## What is being asked
Please count the lines in the items below that contain the string "mask", and give only that number.

## Material provided
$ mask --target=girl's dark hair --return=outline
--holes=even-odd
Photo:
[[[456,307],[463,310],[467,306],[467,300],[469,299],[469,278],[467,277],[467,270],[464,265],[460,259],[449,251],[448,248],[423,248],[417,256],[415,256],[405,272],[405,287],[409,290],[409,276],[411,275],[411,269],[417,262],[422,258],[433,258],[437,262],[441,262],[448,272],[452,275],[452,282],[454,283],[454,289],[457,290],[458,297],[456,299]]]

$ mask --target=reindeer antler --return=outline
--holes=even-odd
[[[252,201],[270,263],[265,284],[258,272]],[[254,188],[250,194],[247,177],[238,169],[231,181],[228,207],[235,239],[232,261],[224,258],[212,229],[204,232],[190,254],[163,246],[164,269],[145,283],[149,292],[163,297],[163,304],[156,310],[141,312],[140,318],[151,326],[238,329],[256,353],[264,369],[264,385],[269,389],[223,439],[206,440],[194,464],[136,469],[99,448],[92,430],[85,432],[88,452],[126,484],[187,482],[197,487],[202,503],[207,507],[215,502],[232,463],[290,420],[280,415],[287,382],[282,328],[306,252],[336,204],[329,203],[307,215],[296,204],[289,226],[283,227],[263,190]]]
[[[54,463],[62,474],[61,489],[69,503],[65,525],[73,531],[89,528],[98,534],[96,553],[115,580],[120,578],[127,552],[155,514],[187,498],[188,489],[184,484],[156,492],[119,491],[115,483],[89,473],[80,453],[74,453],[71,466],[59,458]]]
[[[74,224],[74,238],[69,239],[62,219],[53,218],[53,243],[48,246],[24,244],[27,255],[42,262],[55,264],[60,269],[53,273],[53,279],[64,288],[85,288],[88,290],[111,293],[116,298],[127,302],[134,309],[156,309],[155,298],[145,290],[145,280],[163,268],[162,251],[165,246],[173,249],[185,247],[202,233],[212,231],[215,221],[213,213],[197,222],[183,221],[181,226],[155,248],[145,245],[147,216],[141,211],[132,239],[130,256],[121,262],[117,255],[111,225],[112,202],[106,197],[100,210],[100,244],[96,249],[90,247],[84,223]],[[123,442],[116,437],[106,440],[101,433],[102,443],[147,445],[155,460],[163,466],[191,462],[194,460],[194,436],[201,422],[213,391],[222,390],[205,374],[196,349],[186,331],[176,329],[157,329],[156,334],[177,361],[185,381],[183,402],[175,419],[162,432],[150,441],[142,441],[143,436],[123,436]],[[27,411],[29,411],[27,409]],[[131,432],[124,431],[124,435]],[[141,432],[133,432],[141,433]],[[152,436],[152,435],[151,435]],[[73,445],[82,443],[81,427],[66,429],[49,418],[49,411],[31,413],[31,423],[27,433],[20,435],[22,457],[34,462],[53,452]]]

## The completed task
2